[arch-general] update today causes avantfax_hourly cron: Exec format error?
Eli Schwartz
eschwartz at archlinux.org
Sun Aug 26 13:11:36 UTC 2018
On 8/26/18 5:49 AM, David C. Rankin wrote:
> On 08/26/2018 03:37 AM, Ralph Corderoy wrote:
>>>> Testing manually works fine:
>>>>
>>>> # ./phb.php
>> It's not getting that far.
>
> I bet you would as root. The file is actually http:http owned, e.g.
>
> -rwxr-xr-x 1 http http 988 Sep 14 2016 /srv/http/avantfax/includes/phb.php
>
> So running as root has no problem. Running as any other user (other than http)
> now invokes the error that is the basis for this thread. That's why it is hard
> to put my finger on the cause, unless the linux-firmware update tightened
> security in some manner so that the cron user no longer can run as http
> causing the job to fail.
That's literally not how Linux permissions work. In fact, I'm not aware
of any operating system on which that *is* how file permissions work.
You did not get a "permission denied" error. You got a "failed to exec
/etc/cron.hourly/avantfax_hourly: Exec format error".
And thusly, you're completely missing Ralph's point here.
The error message states "failed to exec
/etc/cron.hourly/avantfax_hourly". It is saying the *file*
avantfax_hourly is itself the invalid executable file.
Which makes sense because "run-parts runs all the executable files named
within constraints described below, found in directory directory."
Why do you think run-parts "should" execute this file as a cron script?
Is there some wonderful shebang in the "avantfax_hourly" file which says
"execute this script as a cron executable"?
> If you (as root, or http) call /srv/http/avantfax/includes/phb.php, it will
> silently run normally and exit with a 0 exit code. Running with any other user
> cause about 100 fopen (foo/bar/...) messages to scroll by and a returned exit
> code of 1.
That sounds like a completely different problem, since by executing the
.php file you actually execute the php file, whereas by executing the
crontab(5) file you get a case where programs determine on their own how
to treat an executable file, in this case by failing to find a shebang
line or an ELF header and complaining that it isn't a valid executable
-- I will note that this actually uses execl/execve to directly execute
the file, returning ENOEXEC *because it doesn't have a valid shebang*
and does not use execlp/execvp which emulate shells like
sh/csh/ksh/bash/zsh in attempting to fall back on executing the shell
/bin/sh with the executable file as the first argument.
...
In summary, if you tried to execute /etc/cron.hourly/avantfax_hourly
rather than run-parts /etc/cron.hourly/avantfax_hourly, you would get
the entirely different effect of it attempting to fallback on executing
/bin/sh /etc/cron.hourly/avantfax_hourly, then failing with a return
code of 1:
/etc/cron.hourly/avantfax_hourly: line 2: 0: command not found
Because the "0" in that cron invocation is not, in fact, valid as the
argv0 of a shell command.

---*---

● **PROBLEM SET**
a. Answer these about the mailing-list post on the cron Exec format error:
(i) Which user and group own the phb.php file?
(ii) What error code do execl/execve return?
(iii) Which shell does execlp/execvp fall back on executing?
b. Carry the mailing-list post about the cron Exec format error further, picking up after its final sentence.

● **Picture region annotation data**
---*---

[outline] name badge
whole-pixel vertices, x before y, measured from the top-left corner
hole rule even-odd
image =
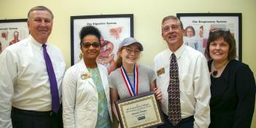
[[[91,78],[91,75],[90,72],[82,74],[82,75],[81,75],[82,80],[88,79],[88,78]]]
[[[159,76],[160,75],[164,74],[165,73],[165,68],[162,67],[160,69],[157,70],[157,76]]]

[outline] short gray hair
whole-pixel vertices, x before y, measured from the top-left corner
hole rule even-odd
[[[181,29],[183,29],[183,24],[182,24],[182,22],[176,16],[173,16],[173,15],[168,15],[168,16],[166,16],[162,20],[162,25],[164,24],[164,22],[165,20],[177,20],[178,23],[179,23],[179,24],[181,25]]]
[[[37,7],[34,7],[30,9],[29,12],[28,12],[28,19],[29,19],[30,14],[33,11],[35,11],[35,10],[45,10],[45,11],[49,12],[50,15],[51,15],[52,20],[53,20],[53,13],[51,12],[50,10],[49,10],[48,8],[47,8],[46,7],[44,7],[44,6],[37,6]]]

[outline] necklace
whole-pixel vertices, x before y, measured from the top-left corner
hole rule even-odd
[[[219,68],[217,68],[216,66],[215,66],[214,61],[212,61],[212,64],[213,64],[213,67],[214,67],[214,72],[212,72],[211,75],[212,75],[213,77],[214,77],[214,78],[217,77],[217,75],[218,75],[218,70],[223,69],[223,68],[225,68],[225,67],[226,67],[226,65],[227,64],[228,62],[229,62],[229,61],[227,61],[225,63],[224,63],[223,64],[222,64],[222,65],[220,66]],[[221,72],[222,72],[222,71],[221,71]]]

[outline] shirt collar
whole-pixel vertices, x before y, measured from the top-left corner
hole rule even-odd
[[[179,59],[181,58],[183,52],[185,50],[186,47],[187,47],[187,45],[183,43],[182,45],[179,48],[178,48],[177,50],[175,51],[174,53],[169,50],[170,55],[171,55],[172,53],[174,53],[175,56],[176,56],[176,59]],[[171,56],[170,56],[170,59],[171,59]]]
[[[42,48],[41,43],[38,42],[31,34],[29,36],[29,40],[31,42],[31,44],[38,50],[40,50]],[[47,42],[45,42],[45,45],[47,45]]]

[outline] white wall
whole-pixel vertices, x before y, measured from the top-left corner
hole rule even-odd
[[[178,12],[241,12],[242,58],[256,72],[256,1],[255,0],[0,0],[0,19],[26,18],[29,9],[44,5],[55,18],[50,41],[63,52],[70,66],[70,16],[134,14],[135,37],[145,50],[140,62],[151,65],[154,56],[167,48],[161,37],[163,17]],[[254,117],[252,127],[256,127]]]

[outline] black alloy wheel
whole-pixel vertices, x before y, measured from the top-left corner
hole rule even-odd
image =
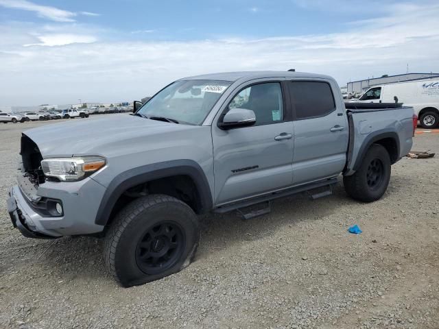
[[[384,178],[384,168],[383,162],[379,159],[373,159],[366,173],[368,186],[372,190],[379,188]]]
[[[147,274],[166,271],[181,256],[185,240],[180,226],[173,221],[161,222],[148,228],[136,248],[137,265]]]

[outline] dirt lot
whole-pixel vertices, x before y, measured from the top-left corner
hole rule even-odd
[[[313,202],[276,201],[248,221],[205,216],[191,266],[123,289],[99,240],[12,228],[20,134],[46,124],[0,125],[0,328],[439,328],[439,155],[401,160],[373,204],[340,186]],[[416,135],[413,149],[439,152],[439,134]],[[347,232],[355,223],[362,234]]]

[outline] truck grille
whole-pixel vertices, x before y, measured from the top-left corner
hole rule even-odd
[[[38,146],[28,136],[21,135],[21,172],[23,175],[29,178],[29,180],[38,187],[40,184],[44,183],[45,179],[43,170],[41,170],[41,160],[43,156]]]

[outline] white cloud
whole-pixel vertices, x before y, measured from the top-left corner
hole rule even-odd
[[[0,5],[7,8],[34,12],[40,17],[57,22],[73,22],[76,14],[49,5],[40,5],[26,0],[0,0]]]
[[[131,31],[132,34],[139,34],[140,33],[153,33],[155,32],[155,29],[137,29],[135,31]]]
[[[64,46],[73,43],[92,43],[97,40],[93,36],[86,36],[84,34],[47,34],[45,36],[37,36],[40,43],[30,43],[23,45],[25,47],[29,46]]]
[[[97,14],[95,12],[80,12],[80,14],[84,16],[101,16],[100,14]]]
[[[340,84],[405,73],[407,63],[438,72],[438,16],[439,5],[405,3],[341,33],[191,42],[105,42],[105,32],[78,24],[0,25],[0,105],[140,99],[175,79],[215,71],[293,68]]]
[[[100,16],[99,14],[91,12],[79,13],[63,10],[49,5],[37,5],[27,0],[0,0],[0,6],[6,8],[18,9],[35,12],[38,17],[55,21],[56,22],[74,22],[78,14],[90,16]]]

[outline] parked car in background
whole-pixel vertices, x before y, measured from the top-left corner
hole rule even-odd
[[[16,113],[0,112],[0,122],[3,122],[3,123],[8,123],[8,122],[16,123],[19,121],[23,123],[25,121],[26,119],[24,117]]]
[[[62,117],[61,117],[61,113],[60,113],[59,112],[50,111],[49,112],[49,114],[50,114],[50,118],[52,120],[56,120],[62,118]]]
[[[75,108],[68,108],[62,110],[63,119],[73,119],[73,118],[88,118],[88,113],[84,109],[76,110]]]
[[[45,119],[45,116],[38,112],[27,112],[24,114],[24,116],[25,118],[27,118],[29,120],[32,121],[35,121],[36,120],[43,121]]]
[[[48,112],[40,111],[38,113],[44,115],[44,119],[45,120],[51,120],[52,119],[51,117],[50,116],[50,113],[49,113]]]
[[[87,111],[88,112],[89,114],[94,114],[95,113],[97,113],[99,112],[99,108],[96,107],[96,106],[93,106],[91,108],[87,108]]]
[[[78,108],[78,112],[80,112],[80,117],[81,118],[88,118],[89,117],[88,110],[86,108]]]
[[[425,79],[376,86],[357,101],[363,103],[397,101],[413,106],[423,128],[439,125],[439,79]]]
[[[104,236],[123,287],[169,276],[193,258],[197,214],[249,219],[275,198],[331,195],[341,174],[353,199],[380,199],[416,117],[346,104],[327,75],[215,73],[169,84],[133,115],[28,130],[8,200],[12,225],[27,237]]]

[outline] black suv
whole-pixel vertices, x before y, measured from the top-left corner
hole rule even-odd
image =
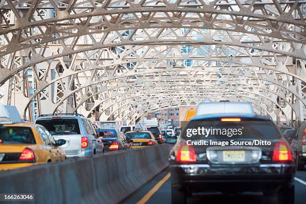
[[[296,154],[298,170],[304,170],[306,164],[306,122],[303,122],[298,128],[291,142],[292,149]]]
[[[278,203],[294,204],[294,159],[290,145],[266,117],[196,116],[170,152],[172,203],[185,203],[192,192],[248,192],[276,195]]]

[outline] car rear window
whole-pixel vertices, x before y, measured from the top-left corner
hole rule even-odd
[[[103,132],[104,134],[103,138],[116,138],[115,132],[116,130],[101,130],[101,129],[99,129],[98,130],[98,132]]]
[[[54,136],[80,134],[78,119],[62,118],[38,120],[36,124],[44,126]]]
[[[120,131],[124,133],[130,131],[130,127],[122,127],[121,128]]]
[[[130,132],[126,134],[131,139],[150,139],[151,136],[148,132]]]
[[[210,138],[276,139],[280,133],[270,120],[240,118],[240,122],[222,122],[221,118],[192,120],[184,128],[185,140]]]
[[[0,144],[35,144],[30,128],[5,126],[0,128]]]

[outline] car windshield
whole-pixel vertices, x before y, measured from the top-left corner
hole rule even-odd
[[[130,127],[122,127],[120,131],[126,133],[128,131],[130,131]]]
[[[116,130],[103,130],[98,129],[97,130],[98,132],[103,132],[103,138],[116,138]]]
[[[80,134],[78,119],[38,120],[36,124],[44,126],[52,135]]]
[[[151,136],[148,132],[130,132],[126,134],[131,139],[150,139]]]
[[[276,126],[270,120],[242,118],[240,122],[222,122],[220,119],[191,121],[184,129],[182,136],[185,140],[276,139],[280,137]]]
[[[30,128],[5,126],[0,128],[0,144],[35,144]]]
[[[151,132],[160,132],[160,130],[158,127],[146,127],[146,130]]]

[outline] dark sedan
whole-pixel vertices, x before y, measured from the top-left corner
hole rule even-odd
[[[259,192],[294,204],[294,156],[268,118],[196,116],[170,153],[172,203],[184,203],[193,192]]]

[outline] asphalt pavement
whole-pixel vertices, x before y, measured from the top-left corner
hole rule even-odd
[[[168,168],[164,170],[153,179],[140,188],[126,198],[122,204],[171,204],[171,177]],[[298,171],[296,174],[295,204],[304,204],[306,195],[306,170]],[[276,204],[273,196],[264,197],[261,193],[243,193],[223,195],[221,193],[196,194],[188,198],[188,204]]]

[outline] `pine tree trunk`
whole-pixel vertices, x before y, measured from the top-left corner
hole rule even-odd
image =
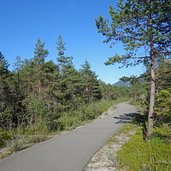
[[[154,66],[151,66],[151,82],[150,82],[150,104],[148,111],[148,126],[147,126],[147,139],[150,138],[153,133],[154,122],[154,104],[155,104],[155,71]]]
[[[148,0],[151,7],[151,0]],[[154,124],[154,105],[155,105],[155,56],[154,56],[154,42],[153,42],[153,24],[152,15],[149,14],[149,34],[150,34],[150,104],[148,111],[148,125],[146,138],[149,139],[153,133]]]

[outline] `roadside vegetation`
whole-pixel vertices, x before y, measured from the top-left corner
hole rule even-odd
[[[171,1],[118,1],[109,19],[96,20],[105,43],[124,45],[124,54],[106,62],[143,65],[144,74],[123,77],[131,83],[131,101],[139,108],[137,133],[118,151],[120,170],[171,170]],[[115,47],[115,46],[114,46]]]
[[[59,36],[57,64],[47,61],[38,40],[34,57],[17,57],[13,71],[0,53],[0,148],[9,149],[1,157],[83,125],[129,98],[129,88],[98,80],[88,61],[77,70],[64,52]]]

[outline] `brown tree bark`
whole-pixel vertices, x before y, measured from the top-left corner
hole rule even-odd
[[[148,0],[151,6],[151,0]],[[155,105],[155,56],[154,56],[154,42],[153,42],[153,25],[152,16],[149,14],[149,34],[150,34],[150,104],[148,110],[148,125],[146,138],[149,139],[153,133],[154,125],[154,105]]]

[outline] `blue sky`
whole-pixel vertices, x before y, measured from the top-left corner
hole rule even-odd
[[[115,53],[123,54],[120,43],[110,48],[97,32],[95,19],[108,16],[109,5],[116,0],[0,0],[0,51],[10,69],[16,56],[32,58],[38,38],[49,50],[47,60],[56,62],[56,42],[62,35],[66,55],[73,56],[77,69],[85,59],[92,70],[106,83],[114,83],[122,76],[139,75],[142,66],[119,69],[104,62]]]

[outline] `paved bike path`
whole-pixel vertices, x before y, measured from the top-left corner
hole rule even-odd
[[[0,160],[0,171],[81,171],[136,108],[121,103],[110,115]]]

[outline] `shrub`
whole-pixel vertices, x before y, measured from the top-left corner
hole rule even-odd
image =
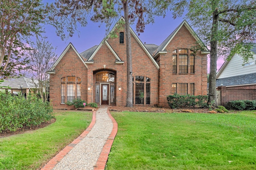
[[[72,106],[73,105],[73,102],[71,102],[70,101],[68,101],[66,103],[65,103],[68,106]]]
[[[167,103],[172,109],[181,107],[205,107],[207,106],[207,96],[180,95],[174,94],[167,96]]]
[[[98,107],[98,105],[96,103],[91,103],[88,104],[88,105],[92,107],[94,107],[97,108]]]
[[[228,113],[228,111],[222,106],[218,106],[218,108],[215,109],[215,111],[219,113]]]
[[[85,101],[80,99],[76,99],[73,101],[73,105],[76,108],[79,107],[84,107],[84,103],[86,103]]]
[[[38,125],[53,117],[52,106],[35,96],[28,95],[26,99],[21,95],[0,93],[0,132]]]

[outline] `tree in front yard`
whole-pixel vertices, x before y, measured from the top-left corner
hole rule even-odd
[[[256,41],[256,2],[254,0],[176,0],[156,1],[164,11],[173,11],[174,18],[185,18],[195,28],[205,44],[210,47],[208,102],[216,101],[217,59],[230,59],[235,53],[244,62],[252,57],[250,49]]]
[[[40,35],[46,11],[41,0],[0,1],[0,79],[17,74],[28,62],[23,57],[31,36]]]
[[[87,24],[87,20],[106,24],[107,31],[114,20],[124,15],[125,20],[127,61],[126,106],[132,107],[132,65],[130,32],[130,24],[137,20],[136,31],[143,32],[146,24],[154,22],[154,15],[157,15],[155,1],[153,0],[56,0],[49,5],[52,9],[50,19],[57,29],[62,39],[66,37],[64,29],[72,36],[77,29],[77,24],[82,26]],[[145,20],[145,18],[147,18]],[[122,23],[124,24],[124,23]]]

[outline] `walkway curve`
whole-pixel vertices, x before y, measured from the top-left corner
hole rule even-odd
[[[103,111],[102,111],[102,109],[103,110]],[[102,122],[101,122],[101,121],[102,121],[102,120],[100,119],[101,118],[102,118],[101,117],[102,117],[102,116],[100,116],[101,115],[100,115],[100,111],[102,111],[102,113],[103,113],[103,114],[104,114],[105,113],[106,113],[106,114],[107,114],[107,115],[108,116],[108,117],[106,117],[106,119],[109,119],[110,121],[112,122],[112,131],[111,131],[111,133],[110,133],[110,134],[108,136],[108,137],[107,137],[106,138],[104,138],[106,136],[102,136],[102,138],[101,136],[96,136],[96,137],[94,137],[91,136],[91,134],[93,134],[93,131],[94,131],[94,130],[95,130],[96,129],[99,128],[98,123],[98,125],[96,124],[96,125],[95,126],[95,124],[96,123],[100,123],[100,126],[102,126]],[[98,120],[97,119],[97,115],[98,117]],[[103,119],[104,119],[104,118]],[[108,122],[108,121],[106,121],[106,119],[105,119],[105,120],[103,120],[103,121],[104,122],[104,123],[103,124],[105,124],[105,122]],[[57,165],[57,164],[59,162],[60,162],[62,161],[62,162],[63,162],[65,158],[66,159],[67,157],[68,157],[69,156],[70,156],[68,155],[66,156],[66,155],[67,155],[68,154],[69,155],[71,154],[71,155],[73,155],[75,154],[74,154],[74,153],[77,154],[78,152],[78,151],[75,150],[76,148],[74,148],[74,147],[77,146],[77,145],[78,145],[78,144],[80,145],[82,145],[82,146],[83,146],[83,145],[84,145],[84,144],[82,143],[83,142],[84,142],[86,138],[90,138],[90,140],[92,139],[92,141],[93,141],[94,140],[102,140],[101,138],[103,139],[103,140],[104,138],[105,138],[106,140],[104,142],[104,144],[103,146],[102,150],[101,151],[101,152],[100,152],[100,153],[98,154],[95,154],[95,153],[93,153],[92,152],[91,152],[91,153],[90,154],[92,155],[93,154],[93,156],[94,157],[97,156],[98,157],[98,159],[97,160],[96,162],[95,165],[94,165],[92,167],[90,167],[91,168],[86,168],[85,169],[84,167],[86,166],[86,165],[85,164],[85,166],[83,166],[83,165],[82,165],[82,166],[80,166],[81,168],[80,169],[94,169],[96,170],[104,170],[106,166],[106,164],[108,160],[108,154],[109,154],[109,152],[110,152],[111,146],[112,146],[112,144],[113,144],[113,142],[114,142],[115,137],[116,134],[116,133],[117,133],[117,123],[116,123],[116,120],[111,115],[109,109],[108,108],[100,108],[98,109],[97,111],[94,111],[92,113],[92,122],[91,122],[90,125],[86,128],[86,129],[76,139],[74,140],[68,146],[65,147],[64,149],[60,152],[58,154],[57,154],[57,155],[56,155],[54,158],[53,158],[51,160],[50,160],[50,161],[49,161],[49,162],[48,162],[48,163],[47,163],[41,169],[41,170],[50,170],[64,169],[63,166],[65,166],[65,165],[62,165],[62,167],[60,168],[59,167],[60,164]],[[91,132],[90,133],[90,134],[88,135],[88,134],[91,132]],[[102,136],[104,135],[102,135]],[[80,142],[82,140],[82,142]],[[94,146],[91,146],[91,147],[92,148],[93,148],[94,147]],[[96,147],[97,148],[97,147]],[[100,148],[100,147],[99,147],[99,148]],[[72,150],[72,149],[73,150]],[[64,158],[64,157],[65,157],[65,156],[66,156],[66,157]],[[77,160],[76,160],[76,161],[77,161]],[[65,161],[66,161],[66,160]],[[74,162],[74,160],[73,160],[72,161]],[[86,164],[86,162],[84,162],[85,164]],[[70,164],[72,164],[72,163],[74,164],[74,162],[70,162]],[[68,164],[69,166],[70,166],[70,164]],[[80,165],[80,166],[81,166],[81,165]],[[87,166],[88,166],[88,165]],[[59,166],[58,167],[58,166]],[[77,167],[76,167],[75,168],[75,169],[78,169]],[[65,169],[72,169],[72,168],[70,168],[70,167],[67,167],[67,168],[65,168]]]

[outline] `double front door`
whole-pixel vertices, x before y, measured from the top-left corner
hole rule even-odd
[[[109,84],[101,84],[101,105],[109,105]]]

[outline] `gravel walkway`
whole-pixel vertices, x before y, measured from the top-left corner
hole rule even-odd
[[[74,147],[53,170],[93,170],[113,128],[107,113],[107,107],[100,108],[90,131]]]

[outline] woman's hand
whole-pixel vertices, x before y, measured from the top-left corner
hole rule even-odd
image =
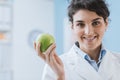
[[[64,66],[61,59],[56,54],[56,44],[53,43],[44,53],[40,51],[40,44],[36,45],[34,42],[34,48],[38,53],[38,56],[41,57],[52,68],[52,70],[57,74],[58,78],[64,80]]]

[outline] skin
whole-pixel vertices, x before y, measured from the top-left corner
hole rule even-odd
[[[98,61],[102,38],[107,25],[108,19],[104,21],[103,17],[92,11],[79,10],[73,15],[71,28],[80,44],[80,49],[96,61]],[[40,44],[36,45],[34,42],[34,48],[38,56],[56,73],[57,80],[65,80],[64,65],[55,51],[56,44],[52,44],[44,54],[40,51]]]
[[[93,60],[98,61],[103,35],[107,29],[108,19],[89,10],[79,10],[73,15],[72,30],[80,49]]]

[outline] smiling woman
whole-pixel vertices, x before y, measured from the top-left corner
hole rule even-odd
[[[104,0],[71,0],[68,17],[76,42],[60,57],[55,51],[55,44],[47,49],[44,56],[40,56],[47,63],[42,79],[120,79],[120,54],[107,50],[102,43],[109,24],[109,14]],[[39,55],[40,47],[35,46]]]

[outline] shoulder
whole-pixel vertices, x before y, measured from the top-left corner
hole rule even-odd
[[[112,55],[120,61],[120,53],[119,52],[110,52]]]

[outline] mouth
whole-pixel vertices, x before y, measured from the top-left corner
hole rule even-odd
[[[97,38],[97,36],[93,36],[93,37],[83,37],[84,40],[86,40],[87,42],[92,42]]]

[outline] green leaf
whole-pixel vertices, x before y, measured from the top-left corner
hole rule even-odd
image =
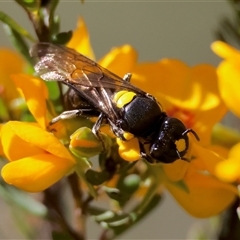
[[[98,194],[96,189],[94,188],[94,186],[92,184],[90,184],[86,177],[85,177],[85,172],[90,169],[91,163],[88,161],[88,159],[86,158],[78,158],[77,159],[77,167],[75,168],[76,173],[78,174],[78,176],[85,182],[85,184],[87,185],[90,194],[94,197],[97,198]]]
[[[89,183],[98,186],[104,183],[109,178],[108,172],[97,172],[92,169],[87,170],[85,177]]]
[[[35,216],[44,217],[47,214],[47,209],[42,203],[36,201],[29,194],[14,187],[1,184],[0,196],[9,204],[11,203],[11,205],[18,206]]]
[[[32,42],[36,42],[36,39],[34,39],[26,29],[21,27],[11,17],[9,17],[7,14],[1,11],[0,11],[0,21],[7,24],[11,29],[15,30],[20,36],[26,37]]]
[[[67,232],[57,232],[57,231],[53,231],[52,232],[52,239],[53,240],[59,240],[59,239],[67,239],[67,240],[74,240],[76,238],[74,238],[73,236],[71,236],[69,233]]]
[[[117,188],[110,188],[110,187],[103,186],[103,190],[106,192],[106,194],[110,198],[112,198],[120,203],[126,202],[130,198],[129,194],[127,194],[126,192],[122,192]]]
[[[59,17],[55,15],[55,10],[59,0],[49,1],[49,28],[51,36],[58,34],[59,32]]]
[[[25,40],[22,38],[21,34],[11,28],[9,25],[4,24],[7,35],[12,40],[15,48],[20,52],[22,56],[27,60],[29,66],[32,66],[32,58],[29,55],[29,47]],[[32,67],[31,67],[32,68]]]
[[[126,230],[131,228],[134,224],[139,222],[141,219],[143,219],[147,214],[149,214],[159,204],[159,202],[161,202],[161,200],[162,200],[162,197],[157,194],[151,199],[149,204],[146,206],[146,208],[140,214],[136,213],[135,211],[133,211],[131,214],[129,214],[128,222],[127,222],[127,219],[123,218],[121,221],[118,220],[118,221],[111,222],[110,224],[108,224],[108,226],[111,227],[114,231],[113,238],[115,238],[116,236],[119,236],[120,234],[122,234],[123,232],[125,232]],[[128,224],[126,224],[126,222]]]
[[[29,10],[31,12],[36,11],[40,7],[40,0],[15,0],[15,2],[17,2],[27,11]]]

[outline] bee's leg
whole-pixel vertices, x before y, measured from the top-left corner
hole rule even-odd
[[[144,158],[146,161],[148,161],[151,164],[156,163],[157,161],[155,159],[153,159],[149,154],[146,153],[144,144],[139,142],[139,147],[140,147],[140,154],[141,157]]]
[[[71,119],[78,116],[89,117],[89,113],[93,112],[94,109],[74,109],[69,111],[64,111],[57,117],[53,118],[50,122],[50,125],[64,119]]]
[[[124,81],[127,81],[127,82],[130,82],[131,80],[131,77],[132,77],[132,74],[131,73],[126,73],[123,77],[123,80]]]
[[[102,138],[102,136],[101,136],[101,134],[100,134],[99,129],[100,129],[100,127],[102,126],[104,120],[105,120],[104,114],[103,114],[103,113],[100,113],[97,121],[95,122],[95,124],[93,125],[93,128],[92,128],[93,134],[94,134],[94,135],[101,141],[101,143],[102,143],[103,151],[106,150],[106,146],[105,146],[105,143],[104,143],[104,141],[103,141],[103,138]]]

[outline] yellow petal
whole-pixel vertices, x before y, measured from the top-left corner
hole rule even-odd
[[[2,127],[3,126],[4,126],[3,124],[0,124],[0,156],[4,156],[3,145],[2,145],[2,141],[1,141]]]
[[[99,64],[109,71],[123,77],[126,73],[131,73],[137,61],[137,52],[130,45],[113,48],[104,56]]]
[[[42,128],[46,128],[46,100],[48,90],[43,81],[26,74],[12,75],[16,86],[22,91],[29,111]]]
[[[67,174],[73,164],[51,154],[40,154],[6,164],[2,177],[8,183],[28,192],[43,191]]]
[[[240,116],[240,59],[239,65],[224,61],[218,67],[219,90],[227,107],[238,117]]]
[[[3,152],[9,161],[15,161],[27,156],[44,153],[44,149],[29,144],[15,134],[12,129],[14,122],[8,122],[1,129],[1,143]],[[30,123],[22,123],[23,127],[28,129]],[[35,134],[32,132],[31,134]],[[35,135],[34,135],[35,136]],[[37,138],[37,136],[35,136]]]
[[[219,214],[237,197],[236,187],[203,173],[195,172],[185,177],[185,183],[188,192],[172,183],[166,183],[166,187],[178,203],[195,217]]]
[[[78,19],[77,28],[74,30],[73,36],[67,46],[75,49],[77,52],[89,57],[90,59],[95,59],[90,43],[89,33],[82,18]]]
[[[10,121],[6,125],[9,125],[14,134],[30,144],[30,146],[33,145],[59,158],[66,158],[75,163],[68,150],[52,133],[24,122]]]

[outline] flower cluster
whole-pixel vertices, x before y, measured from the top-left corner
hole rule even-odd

---*---

● **RESULTS OF THE TASKS**
a.
(i) http (user http, group http)
(ii) ENOEXEC
(iii) /bin/sh

b.
> I have run this server for years and years, no problems, until today after
> updates. I changed nothing on the system other than 'pacman -Syu'. That what
> has me bewildered...
Color me equally bewildered, since the manpage of run-parts(1)
emphatically declares that this shall never, ever, ever work under any
conditions whatsoever.
I'm assuming that you're running anacron, not run-parts.
anacron will in fact run, on an hourly schedule, all executables in
/etc/cron.hourly/ and will use run-parts (which is designed to "execute
all executables in a directory") to, well, execute all executables in
that directory.
anacron, is a thing which is configured using a valid crontab(5)
containing cron invocations... to run `run-parts /etc/cron.hourly/`
Once again, your attempt to install crontabs as executables is the
problem here. Unless you either misremembered the events of the day when
you stated "I changed nothing on the system other than 'pacman -Syu'",
or your -Syu updated a program that of its own volition used to execute
anacron and now executes run-parts, I don't see what the issue is here.
But I'm pretty sure casting the blame on CPU microcode updates is pretty
darn erroneous no matter what.
I think you changed something long before that, then compared the time
when anacron was scheduled to begin running your invalid file, to the
time you did an -Syu, and somehow decided that the two were related.
They are not. If you change something, and anacron breaks, but anacron
does't run until an hour later by which point you've already -Syu'ed
again and updated linux-firmware, it's... understandable that the
timestamps for a program designed for *delayed execution* would match up
to something completely and utterly irrelevant.
Mind you, this is just a guess. The only thing I know for sure is that
your real problem is exactly what Ralph said it was.
You're installing a crontab designed to run every hour, into a location
meant to be run as an executable (by anacron which runs every hour).
Please re-read the cron(8), anacron(8), and crontab(5) manpages to see
where you went wrong.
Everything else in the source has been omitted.